• EXERCISES:
**1)** Decide whether each statement below agrees with the Cubeviz notebook code, answering yes or no and quoting the deciding words: (a) The data are loaded with the label 'SN1987A'. (b) The embedded frame is 700 wide and 500 high. (c) If no collapsed cube is found, the code writes an empty file.
**2)** Answer these questions from the Cubeviz notebook code:
(a) Which package is Cubeviz imported from?
(b) Which viewer is the collapsed cube taken from?
(c) Under what file name is the collapsed cube written?
**3)** Continue the Cubeviz notebook code from its last line.

HTML('<iframe width="700" height="500" src="https://data.science.stsci.edu/redirect/JWST/jwst-data_analysis_tools/MRS_1987A/region_mask1.mov" frameborder="0" allowfullscreen></iframe>')

In [None]:
cubefile = "/astro/armin/data/ofox/1232/output/87A/stage3/Level3_ch1-2-3-4-shortmediumlong_s3d.fits"

In [None]:
from jdaviz import Cubeviz
cubeviz = Cubeviz()
cubeviz.load_data(cubefile, data_label='SN1987A')
cubeviz.show()

In [None]:
# Get the collapsed cube, ideally from Cubeviz, but otherwise download from pre-defined files.

collapse_cube = cubeviz.app.get_data_from_viewer("uncert-viewer") # AGN Center Model Cube
if checkKey(collapse_cube,"collapsed") is True:
    collapse_cube = cubeviz.app.get_data_from_viewer("uncert-viewer","collapsed") # AGN Center Model Cube
    collapse_cube.write(spec3_dir+"collapsed_cube.fits",overwrite='True')
else:
    print("No Collapsed Cube in Cubeviz.")

• RECORDED INFORMATION:

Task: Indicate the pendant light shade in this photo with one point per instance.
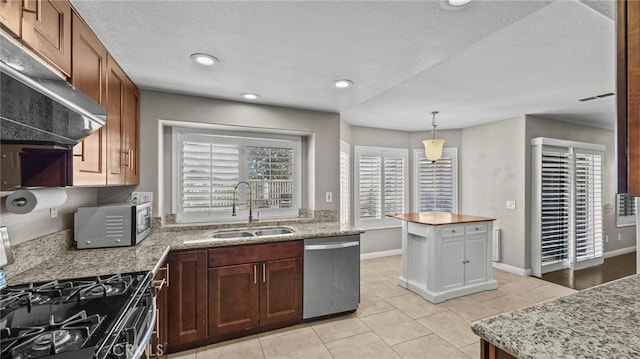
(433, 147)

• WRITTEN RESPONSES:
**1)**
(a) Yes: "cubeviz.load_data(cubefile, data_label='SN1987A')"
(b) Yes: "width="700" height="500""
(c) No: "print("No Collapsed Cube in Cubeviz.")"

**2)**
(a) jdaviz
(b) "uncert-viewer"
(c) collapsed_cube.fits, in the directory spec3_dir

**3)**
    if os.path.isfile(spec3_dir+'/'+"collapsed_cube.fits"):
        print('File exists. Deleting '+spec3_dir+'/'+"collapsed_cube.fits")
        os.remove(spec3_dir+'/'+"collapsed_cube.fits")
    print("Downloading to "+spec3_dir)
    url = 'https://data.science.stsci.edu/redirect/JWST/jwst-data_analysis_tools/MRS_1987A/collapsed_cube.fits'
    urllib.request.urlretrieve(url, './collapsed_cube.fits')
    shutil.move("collapsed_cube.fits",spec3_dir)

In [None]:
# Get the ellipse region, ideally from Cubeviz, but otherwise download from pre-defined files.

regions = cubeviz.get_interactive_regions()
if checkKey(regions,"Subset 1") is True:
    regions['Subset 1'].write('my_elipse.reg', overwrite=True)
else:
    print("No Background Region From Cubeviz.")
    if os.path.isfile("./my_elipse.reg"):
        print('File exists. Deleting ./my_elipse.reg')
        os.remove("./my_elipse.reg")
    print("Downloading...")
    fname = "./my_elipse.reg"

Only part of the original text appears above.